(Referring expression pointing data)
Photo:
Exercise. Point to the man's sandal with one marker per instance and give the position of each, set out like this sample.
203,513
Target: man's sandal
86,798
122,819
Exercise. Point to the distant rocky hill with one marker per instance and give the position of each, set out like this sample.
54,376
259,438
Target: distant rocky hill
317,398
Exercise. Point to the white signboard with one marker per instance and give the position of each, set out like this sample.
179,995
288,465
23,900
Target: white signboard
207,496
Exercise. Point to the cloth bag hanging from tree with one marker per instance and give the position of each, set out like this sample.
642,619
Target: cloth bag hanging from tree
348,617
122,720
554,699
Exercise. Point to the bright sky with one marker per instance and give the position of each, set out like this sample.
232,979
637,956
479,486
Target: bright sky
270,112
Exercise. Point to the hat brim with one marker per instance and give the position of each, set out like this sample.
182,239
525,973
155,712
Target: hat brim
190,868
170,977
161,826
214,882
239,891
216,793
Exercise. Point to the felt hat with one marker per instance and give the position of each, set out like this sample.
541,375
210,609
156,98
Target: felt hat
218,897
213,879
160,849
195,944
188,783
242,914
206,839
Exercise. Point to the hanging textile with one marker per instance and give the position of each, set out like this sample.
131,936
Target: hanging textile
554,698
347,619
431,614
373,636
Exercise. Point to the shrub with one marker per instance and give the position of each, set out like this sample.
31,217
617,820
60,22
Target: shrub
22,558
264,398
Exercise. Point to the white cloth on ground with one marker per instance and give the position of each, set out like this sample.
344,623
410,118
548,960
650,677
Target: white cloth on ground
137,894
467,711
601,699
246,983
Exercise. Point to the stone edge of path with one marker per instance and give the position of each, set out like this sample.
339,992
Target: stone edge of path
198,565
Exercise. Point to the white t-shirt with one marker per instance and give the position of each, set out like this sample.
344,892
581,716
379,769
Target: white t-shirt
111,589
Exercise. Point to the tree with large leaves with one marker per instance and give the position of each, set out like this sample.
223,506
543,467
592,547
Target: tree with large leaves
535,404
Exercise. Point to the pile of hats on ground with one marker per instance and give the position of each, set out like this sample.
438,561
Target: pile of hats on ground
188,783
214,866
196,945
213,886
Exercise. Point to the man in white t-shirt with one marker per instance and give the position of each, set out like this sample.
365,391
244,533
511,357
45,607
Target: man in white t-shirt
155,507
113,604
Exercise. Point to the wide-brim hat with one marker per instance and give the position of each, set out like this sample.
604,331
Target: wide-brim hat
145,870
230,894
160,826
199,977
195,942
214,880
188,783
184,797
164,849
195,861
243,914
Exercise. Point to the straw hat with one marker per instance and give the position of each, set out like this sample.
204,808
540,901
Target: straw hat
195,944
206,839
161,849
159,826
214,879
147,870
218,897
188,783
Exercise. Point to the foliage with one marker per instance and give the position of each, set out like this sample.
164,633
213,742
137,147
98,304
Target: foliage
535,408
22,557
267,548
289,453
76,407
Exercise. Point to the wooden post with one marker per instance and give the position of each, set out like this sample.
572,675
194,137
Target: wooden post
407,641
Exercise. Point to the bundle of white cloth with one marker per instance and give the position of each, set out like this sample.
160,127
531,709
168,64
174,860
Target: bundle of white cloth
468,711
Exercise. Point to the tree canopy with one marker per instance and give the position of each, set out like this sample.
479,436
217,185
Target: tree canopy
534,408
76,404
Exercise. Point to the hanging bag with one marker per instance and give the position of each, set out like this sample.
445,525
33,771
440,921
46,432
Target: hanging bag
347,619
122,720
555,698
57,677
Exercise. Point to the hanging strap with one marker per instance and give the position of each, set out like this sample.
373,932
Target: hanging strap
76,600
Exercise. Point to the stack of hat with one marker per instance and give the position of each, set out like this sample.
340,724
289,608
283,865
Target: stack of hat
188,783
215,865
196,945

> [Problem to work on]:
All of the records above should be given again exactly as written.

> [Answer section]:
Photo:
Exercise. Point to the man's sandal with one marker per instance and give the position of each, set out like this sample.
203,513
Target: man's sandal
86,798
122,819
Exercise. Point to the distant rocky hill with one marker per instance and give the position of each, set out like this sample.
54,376
259,438
Target: distant rocky hill
317,398
Exercise. Point to the white signboard with one marker per instance and give the position of each, set out like this sample.
179,995
288,465
23,900
Target: white signboard
207,496
Exercise. Point to the cloth bag hanging from tree with one marker per instance and give the position of each, set out like this sample.
642,619
Target: cloth bag hanging from tree
348,617
122,720
554,699
Exercise. Point to the bright sky with one marker per instance and give the position of each, set out like this sample.
232,979
637,956
479,486
Target: bright sky
270,112
Exercise. Point to the hat brim with one marker per instance and give the position of each, set out like this sample.
182,239
525,973
155,712
Target: hat brim
190,868
170,977
161,826
214,882
239,891
216,793
Exercise. Point to the felt hat with one marker per instance and give the position of each, set out like this sample.
541,375
210,609
156,98
Target: felt hat
218,897
213,879
160,849
195,944
188,783
242,914
206,839
Exercise. Point to the hanging textile with one marker per instance and give the position of each, set out like this sample.
131,936
Target: hanging textile
554,698
347,619
431,614
373,636
Exercise. Point to the shrub with one marker per instance and give the position of each, set out like this sample.
31,217
617,820
60,22
Target: shrub
22,558
264,398
Exercise. Point to the white cloth on ground with one marker per instance and give the position of each, set out like this sample.
344,623
410,118
548,960
650,677
Target: white cloth on ground
137,894
467,711
601,699
246,983
Exercise. Point to the stone edge of path with one marker per instance and give the position of each, set out like this sample.
339,992
Target: stone edge of path
198,565
Exercise. Point to the white t-shirt with one marker per instance and give the position of each, set out like this sample.
344,892
581,716
379,769
Target: white t-shirt
111,589
Exercise. Point to the tree with large leaves with one marker per instance and give the position of each, set out like this sample.
223,506
543,467
592,547
Target: tree with large leaves
535,404
Exercise. Point to the pile of hats on ground with one marker per instance and give the position of each, set out like this sample.
438,561
Target: pile of hats on ground
188,783
214,866
196,945
213,886
Exercise. Point to the man in white t-shirt with one marker per instance and give the position of each, set out like this sample.
365,391
244,533
511,357
45,607
Target: man in white t-shirt
155,507
113,604
Exercise. Point to the wide-brim hat with one marker per instance and give the position of each, set out like this sample.
604,331
Target: wide-brim hat
145,870
230,894
160,826
199,977
195,942
214,880
188,783
184,797
164,849
195,861
243,914
Exercise. Point to the straw hat with one marker per instance and give the position of each, set out like this sample.
204,808
540,901
Target: straw hat
195,944
206,839
161,849
159,826
214,879
147,870
218,897
188,783
Exercise. Point to the foliage with one marker per instance and give the position of each, set out like this sample.
164,633
213,742
137,147
98,304
Target: foliage
535,408
22,557
267,548
289,453
76,407
Exercise. Point to the wooden post with one marker per instance and give the position of each, set out like this sample.
572,675
194,137
Target: wooden post
407,641
Exercise. Point to the bundle of white cloth with one marker per instance and give the position of each, set out like this sample.
160,127
531,709
168,64
174,860
Target: bundle of white cloth
468,711
Exercise. Point to the tree canopy with one marker per instance and give the position of each, set out like this sample.
479,436
217,185
Target: tree canopy
534,408
76,404
Exercise. Point to the hanging bag with one marker per instance and give the position of each, set out like this sample.
445,525
33,771
440,921
46,432
Target: hanging bag
347,619
122,720
555,698
57,677
Exercise. Point to the hanging strap with one marker per instance and give the position of each, set out like this sample.
373,932
Target: hanging strap
76,600
Exercise. Point to the stack of hat with one marker per instance and give the position of each, set out like this sample.
340,724
289,608
283,865
Target: stack of hat
188,783
215,865
196,945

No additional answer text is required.